- [Text passage]:
☆ ☆ ☆ ☆ ☆

Re: [AMBER] Building parallel Amber11 on CRAY XD1

From: Ross Walker <ross.rosswalker.co.uk>
Date: Tue, 25 Oct 2011 11:57:00 -0700

Hi Dean,

This looks like something is very wrong with the way in which mpi jobs are
being run on your machine. I would start by seeing if you can run any simple
MPI test programs such as a ping pong or bandwidth test. These should be
included with your MPI implementation. You'll need to get these working
first before attempting to run pmemd.MPI or sander.MPI. It looks like your
mpirun command is just executing 16 copies of pmemd.MPI outside of an MPI
environment. One guess would be that the MPI used to compile pmemd.MPI is
not the same MPI that corresponds to the mpirun command you are using. I
would check this. It is possible your environment variables, particularly
your PATH, are not being inherited properly inside the qsub job.

With regards to the serial pmemd error PMEMD v11 and earlier does NOT
support vacuum simulations. Only PME and GB simulations are supported.
Although the code should have exited with a more appropriate error. I'll
need to check where this is tested for.

☆ ☆ ☆ ☆ ☆

- [Data shown]:
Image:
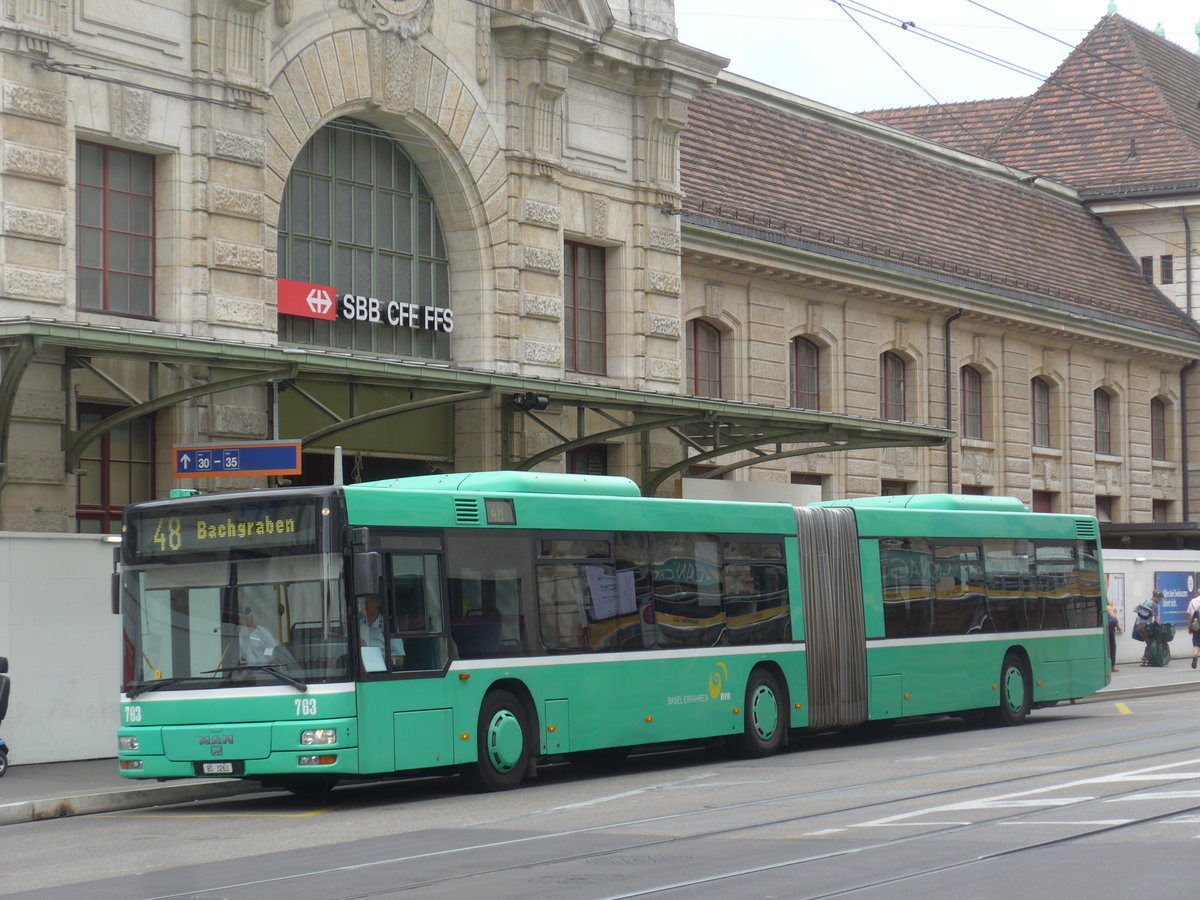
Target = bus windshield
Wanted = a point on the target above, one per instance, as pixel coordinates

☆ ☆ ☆ ☆ ☆

- [Request]: Pick up the reply about building parallel Amber11 on the Cray XD1 after its final sentence and continue it.

- [Task answer]:
All the best
Ross

> -----Original Message-----
> From: Dean Cuebas [mailto:deancuebas.missouristate.edu]
> Sent: Tuesday, October 25, 2011 11:31 AM
> To: AMBER Mailing List
> Subject: [AMBER] Building parallel Amber11 on CRAY XD1
>
> Hi amber people,
>
> My IT guy has sander serial installed ok, and he say he just installed
> parallel amber11.
>
> Serial sander runs fine at the command line with the input files shown
> below.
>
> My input script for pmemd.MPI is:
> _______________________________
> #!/bin/bash
> # qsub -cwd -pe am.mpi 16 -l pn=compute test.sh
> mpirun -np $NSLOTS -hostfile $TMPDIR/machines
> /var/amber11/bin/pmemd.MPI
> -O \
> -i test.in \
> -o test1.out -p ben57mp2.top -c test.crd \
> -r test1.rst -x test1.mdcrd
> ___________________________________
>
>
> I submit the job on the command line as follows:
>
> > qsub -cwd -pe am.mpi 16 -l pn=compute test.sh
>
> The command line says the job was submitted.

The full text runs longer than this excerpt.